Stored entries
··········
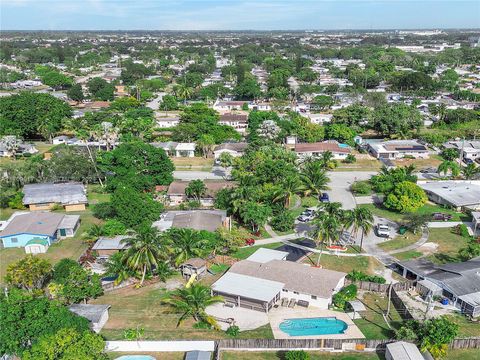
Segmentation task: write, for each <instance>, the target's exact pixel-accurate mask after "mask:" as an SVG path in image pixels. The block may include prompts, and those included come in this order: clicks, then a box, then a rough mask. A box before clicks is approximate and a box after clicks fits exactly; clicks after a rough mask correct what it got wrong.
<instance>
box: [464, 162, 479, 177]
mask: <svg viewBox="0 0 480 360" xmlns="http://www.w3.org/2000/svg"><path fill="white" fill-rule="evenodd" d="M478 174H480V167H476V166H475V165H474V164H468V165H467V166H465V167H464V168H462V175H463V177H464V178H465V179H466V180H471V179H473V178H475V176H476V175H478Z"/></svg>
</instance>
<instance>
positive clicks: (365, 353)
mask: <svg viewBox="0 0 480 360" xmlns="http://www.w3.org/2000/svg"><path fill="white" fill-rule="evenodd" d="M308 355H309V359H310V360H327V359H328V360H378V359H384V357H383V355H382V354H377V353H359V352H352V353H332V352H327V351H324V352H321V351H308ZM221 359H222V360H284V359H285V351H243V352H242V351H225V352H223V351H222V357H221Z"/></svg>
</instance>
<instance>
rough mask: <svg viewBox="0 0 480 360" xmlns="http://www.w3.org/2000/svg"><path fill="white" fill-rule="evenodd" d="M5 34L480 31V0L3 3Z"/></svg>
mask: <svg viewBox="0 0 480 360" xmlns="http://www.w3.org/2000/svg"><path fill="white" fill-rule="evenodd" d="M0 20H1V21H0V29H1V30H306V29H309V30H310V29H311V30H316V29H318V30H336V29H366V30H368V29H419V28H480V0H288V1H287V0H0Z"/></svg>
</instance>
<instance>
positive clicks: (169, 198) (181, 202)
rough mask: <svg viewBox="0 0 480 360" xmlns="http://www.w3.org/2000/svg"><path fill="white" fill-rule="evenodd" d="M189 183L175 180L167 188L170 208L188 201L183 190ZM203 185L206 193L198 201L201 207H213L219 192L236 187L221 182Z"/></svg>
mask: <svg viewBox="0 0 480 360" xmlns="http://www.w3.org/2000/svg"><path fill="white" fill-rule="evenodd" d="M189 183H190V182H189V181H180V180H175V181H174V182H172V183H171V184H170V185H169V186H168V190H167V199H168V201H169V204H170V206H178V205H180V204H182V203H184V202H185V201H187V200H188V198H187V195H185V189H186V188H187V187H188V184H189ZM204 184H205V187H206V188H207V191H206V192H205V194H204V195H203V196H202V197H201V199H200V203H201V205H202V206H213V203H214V201H215V197H216V195H217V193H218V192H219V191H220V190H222V189H227V188H232V187H234V186H235V185H236V184H235V183H234V182H229V181H222V180H205V181H204Z"/></svg>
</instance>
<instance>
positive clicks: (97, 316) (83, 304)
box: [68, 304, 110, 333]
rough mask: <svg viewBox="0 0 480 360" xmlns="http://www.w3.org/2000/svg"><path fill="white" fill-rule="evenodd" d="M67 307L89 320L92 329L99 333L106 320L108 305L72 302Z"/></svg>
mask: <svg viewBox="0 0 480 360" xmlns="http://www.w3.org/2000/svg"><path fill="white" fill-rule="evenodd" d="M68 309H69V310H70V311H71V312H73V313H75V314H77V315H78V316H83V317H84V318H86V319H87V320H89V321H90V322H91V324H92V330H93V331H95V332H96V333H99V332H100V330H102V328H103V326H104V325H105V324H106V322H107V321H108V309H110V305H94V304H74V305H70V306H69V307H68Z"/></svg>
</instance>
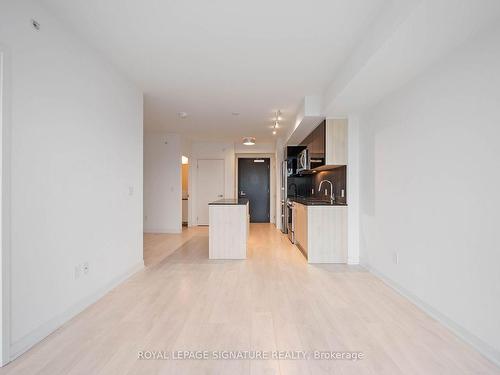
··········
> [What you are asked to do]: Please set down the lines above word for word and leave out the pictures.

> [Solution to the exercise]:
Segmentation task: write, for each <instance>, the target's exact pixel-accurate mask after "mask:" as an SVG path in image pixels. The block may include prompts, and those included come in this order: clicks, then a box, then a rough mask. A box before clicks is approximate and a box after clicks fits exactly; clicks after a rough mask correct what it got wrong.
<instance>
box: [464, 162, 479, 177]
mask: <svg viewBox="0 0 480 360" xmlns="http://www.w3.org/2000/svg"><path fill="white" fill-rule="evenodd" d="M478 174H480V167H476V166H475V165H474V164H468V165H467V166H465V167H464V168H462V175H463V177H464V178H465V179H466V180H471V179H473V178H475V176H476V175H478Z"/></svg>
</instance>
<instance>
positive clicks: (365, 353)
mask: <svg viewBox="0 0 480 360" xmlns="http://www.w3.org/2000/svg"><path fill="white" fill-rule="evenodd" d="M308 355H309V359H310V360H327V359H328V360H378V359H384V357H383V355H382V354H377V353H359V352H352V353H332V352H327V351H324V352H321V351H308ZM221 359H222V360H284V359H285V351H243V352H242V351H225V352H223V351H222V357H221Z"/></svg>
</instance>
<instance>
rough mask: <svg viewBox="0 0 480 360" xmlns="http://www.w3.org/2000/svg"><path fill="white" fill-rule="evenodd" d="M5 34L480 31V0L3 3Z"/></svg>
mask: <svg viewBox="0 0 480 360" xmlns="http://www.w3.org/2000/svg"><path fill="white" fill-rule="evenodd" d="M0 20H1V21H0V29H1V30H306V29H309V30H310V29H311V30H316V29H318V30H336V29H366V30H368V29H419V28H480V0H288V1H287V0H0Z"/></svg>
</instance>
<instance>
positive clicks: (169, 198) (181, 202)
rough mask: <svg viewBox="0 0 480 360" xmlns="http://www.w3.org/2000/svg"><path fill="white" fill-rule="evenodd" d="M189 183L175 180L167 188L170 208L188 201L183 190ZM203 185L206 193L198 201L201 207H213L219 192L236 187L221 182Z"/></svg>
mask: <svg viewBox="0 0 480 360" xmlns="http://www.w3.org/2000/svg"><path fill="white" fill-rule="evenodd" d="M189 183H190V182H189V181H180V180H175V181H174V182H172V183H171V184H170V185H169V186H168V190H167V199H168V201H169V204H170V206H178V205H180V204H182V203H184V202H185V201H187V200H188V198H187V195H185V189H186V188H187V187H188V184H189ZM204 184H205V187H206V188H207V191H206V192H205V194H204V195H203V196H202V197H201V199H200V203H201V205H202V206H213V203H214V201H215V197H216V195H217V193H218V192H219V191H220V190H222V189H227V188H232V187H234V186H235V185H236V184H235V183H234V182H229V181H222V180H205V181H204Z"/></svg>
</instance>
<instance>
positive clicks: (97, 316) (83, 304)
box: [68, 304, 110, 333]
rough mask: <svg viewBox="0 0 480 360" xmlns="http://www.w3.org/2000/svg"><path fill="white" fill-rule="evenodd" d="M67 307L89 320L92 329L99 333L106 320L108 305L72 302Z"/></svg>
mask: <svg viewBox="0 0 480 360" xmlns="http://www.w3.org/2000/svg"><path fill="white" fill-rule="evenodd" d="M68 309H69V310H70V311H71V312H73V313H75V314H77V315H78V316H83V317H84V318H86V319H87V320H89V321H90V322H91V324H92V330H93V331H95V332H96V333H99V332H100V330H102V328H103V326H104V325H105V324H106V322H107V321H108V309H110V305H94V304H74V305H70V306H69V307H68Z"/></svg>
</instance>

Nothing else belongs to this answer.